What the task asks
Your copy should begin at the line containing "Question. Identify the cloud" and end at the last line of the records; transcribe those lines exactly and leave out every picture.

Given data
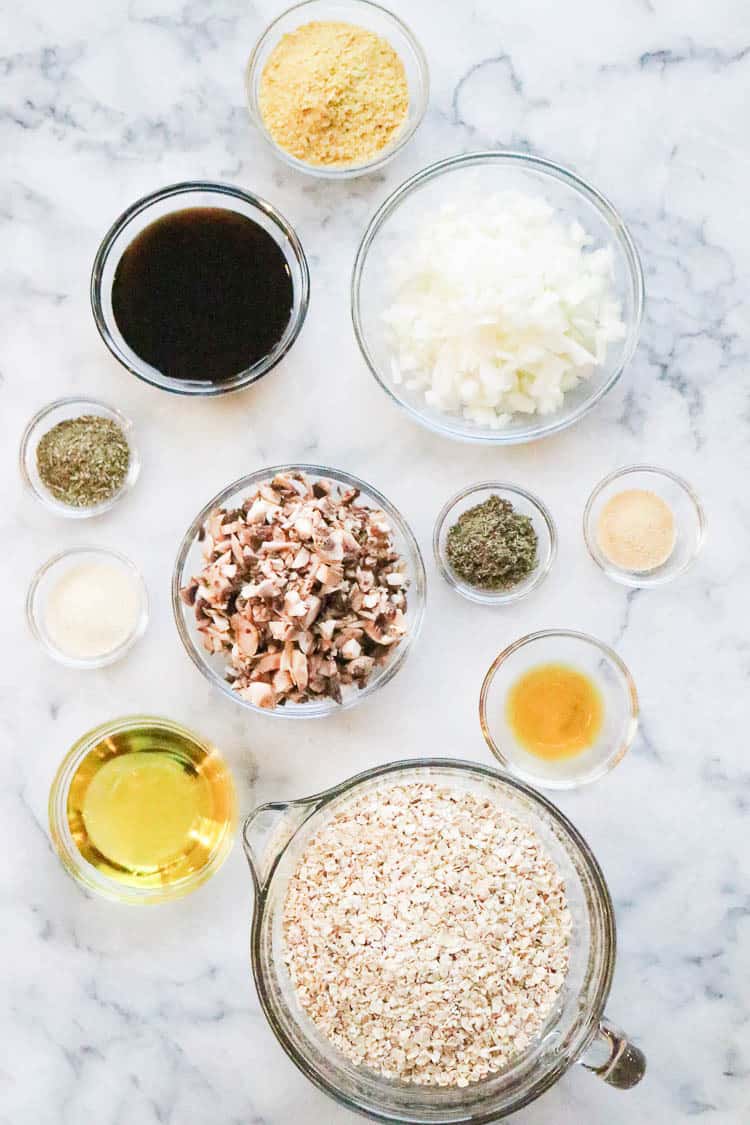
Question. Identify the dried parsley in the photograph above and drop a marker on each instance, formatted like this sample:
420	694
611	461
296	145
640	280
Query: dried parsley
491	545
83	461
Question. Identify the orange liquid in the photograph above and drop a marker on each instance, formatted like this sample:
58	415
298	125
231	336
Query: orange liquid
554	711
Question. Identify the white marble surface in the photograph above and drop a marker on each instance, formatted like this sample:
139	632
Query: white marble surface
130	1017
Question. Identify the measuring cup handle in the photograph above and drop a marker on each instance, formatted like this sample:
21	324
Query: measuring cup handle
267	831
614	1058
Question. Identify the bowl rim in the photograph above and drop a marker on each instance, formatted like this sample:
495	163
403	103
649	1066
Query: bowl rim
68	511
71	858
475	593
308	807
632	578
611	761
417	591
449	428
352	170
145	371
124	647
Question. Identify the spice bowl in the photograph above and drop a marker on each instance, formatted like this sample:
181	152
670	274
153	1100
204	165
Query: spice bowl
688	518
362	14
183	198
54	572
214	666
43	422
524	503
606	673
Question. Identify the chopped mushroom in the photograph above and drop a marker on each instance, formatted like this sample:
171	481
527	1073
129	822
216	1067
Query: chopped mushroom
301	588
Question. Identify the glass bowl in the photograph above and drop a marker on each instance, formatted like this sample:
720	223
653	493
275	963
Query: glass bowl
689	522
525	504
214	666
48	417
51	573
586	655
363	14
183	197
164	735
490	172
274	837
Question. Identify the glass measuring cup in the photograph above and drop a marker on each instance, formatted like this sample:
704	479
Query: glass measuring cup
274	835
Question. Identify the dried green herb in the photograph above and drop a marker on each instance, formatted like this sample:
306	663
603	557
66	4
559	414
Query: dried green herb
83	461
491	545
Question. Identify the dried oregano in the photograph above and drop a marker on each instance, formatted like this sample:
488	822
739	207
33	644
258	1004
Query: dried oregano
491	545
83	461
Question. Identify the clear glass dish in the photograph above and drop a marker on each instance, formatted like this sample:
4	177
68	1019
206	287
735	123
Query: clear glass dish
689	522
490	172
83	872
587	655
183	197
51	573
48	417
363	14
276	835
189	563
524	503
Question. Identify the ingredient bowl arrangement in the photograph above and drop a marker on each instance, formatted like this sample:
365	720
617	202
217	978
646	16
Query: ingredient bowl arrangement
497	297
367	629
559	709
277	835
322	98
238	313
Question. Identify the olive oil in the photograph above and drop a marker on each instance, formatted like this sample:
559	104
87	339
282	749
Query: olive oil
554	711
151	806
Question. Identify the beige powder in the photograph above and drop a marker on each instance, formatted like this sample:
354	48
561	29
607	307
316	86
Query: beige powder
333	93
636	530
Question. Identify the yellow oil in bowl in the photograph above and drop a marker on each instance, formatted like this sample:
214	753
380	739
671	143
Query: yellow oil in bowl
148	807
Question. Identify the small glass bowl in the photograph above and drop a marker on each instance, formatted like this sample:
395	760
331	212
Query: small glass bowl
689	522
183	197
587	655
48	417
51	573
489	172
525	504
62	838
363	14
189	561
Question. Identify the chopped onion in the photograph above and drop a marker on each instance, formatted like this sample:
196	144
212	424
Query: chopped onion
498	308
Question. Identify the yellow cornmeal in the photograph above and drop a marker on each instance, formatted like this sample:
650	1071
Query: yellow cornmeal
333	93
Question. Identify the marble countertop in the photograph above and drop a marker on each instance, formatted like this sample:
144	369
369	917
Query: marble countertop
150	1017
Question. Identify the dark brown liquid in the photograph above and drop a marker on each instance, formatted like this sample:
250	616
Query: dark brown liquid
202	294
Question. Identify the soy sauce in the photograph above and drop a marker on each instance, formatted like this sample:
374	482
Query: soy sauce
202	294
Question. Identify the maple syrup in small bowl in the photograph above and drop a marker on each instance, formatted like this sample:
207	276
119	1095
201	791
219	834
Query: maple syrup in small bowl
200	288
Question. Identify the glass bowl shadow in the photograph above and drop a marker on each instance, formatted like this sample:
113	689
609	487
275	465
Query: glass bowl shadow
362	14
686	507
525	503
182	197
43	422
214	666
586	655
487	172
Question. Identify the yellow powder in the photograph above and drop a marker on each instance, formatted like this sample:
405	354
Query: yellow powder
636	530
333	93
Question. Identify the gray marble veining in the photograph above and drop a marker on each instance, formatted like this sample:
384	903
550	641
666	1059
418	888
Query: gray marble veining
150	1017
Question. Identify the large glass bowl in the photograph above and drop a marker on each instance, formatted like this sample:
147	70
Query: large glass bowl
489	172
361	14
189	563
274	837
183	197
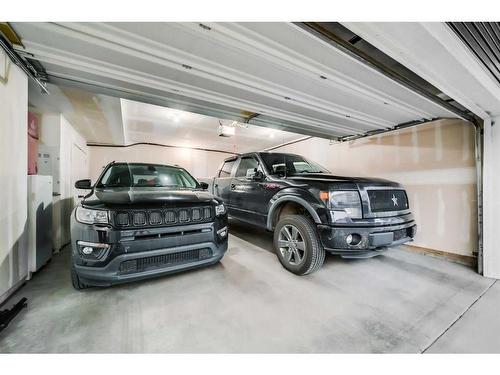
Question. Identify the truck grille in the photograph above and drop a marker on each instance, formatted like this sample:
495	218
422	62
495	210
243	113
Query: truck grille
155	217
164	261
387	200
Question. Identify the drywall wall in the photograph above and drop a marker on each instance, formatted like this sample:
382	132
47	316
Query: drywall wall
13	173
70	152
436	164
491	198
201	164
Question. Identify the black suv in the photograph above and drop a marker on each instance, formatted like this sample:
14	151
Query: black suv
144	220
312	211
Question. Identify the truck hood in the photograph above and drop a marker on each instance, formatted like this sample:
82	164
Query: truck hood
326	178
138	196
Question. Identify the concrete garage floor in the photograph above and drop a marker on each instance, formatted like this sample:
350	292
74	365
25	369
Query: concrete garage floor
398	302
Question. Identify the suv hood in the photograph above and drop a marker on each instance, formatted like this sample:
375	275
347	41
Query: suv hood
330	178
137	196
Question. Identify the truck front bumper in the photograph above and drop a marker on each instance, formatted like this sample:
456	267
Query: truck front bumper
128	255
369	238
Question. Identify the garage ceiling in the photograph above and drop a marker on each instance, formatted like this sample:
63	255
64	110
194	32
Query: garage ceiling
106	120
291	78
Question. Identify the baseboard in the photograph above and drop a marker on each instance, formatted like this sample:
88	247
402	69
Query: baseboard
467	260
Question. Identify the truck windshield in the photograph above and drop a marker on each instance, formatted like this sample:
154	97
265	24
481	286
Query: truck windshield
147	175
287	164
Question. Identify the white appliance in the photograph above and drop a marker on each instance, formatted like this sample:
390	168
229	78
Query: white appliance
39	221
48	165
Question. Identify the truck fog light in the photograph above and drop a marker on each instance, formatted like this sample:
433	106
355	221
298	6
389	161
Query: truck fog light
87	250
353	239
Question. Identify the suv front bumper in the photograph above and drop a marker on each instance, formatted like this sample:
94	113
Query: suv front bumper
131	255
372	235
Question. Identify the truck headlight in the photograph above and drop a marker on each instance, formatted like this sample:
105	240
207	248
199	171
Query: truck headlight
220	209
345	204
88	216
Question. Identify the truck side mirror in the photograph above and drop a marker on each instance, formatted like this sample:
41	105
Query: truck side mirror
257	175
83	184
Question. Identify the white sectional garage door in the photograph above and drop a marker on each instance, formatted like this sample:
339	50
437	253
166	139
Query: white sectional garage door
288	76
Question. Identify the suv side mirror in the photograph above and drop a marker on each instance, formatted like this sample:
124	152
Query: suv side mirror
83	184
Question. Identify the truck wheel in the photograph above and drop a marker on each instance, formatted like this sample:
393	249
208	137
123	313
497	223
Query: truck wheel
75	280
297	245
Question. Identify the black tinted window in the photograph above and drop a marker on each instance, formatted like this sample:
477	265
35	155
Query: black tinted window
144	175
227	168
284	164
246	164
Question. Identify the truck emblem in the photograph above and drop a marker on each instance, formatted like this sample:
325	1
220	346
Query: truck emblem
394	200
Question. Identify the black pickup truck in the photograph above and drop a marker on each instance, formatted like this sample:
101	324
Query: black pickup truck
312	211
144	220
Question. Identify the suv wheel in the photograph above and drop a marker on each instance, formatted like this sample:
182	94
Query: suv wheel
75	280
297	245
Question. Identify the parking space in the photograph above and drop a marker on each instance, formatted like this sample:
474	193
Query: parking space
400	302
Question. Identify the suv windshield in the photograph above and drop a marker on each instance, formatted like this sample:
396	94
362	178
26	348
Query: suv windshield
286	164
147	175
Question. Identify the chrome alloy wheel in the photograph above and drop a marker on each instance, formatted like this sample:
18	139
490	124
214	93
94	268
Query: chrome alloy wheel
291	245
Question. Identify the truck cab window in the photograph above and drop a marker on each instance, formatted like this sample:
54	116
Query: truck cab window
227	168
247	164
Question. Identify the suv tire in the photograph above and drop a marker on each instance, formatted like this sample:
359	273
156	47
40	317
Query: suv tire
75	280
297	245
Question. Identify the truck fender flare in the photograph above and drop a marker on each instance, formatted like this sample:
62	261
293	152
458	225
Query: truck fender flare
293	198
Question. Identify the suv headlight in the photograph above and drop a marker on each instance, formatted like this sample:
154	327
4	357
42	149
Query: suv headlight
87	216
345	204
220	209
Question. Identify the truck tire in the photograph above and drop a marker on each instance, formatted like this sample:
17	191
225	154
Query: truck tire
75	280
297	245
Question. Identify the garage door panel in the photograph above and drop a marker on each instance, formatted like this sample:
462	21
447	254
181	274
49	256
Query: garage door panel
274	69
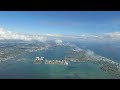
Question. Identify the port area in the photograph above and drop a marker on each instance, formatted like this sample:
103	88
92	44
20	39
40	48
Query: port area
40	60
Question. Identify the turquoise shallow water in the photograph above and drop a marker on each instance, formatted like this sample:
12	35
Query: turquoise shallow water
83	70
28	70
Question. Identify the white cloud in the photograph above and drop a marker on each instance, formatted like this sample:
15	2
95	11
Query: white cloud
8	35
112	35
58	41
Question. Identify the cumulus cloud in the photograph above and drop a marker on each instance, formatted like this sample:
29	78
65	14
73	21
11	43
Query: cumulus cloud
8	35
58	41
89	52
112	35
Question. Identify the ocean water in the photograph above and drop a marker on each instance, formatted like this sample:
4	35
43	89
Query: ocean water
26	69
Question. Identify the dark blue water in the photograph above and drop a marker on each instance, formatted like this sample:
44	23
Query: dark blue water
109	50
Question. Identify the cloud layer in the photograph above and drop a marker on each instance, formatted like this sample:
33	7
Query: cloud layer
8	35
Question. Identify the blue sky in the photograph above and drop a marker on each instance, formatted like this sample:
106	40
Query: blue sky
60	22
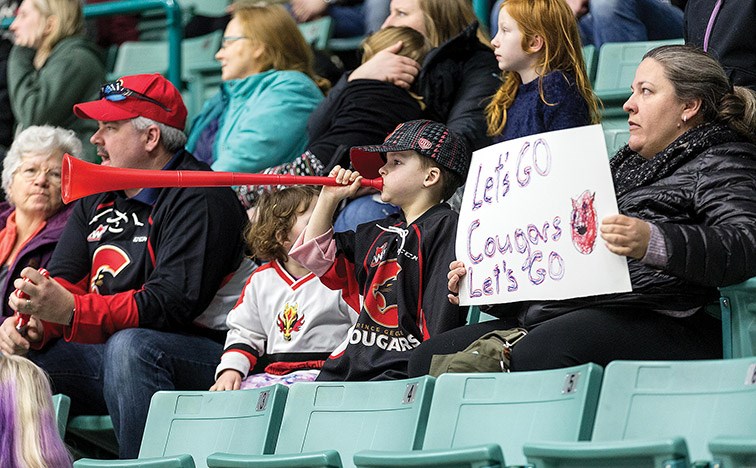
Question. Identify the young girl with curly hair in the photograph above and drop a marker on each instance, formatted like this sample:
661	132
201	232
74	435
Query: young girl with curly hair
284	310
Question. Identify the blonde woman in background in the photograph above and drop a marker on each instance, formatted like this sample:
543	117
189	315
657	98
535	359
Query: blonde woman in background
29	436
52	67
259	116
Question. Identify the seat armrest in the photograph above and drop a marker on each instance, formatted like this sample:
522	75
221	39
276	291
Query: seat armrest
324	459
175	461
489	455
672	452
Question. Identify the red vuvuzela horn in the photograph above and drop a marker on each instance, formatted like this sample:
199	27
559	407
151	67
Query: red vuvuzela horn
80	178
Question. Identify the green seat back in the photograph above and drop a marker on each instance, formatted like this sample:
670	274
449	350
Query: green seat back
317	32
152	56
734	452
590	57
93	436
615	71
198	423
615	139
352	416
61	406
697	400
738	304
510	409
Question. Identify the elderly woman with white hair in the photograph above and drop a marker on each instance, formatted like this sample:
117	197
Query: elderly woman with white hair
33	217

Solution
Question. Identify the cloud layer in the photograph above and drop a marker on each instance, formatted like this sample:
33	7
Query: cloud layer
8	35
Question. Identify the blue sky in the photograph above and drop a marker on each instance, formatted like this sample:
106	40
Query: blue sky
60	22
Question. Identify the young girl with curly hair in the photograph above and drop a marker on each instance, formatted like this sample:
661	132
201	232
74	435
Query: young girl with curly hair
284	310
Question. Identify the blonde woman in background in the photograph above and drop a marker on each instance, formatted like this sample:
543	117
189	315
657	98
535	359
Query: blonde woman in background
29	436
52	67
259	116
Question. Identify the seat armrest in the photograph above and drop a marker on each instance, formatted like this sample:
522	75
221	39
276	291
Query: seat armrest
324	459
175	461
489	455
672	452
Question. Identify the red vuvuzela horn in the photograph above and drop a marker on each instance, formatted like this sample:
199	27
559	407
151	67
Query: red vuvuzela horn
80	178
Question. Identify the green seat back in the photograph above and drop a marker on each instance, formatted like this sample:
670	274
449	350
Query: green seat back
317	32
152	56
734	452
590	57
93	436
615	71
198	423
615	139
352	416
61	406
697	400
738	304
510	409
Question. Identify the elderly woman with white hair in the photograph above and drop a marker on each instance, formatted like this sample:
117	197
Query: elderly woman with white hair
33	217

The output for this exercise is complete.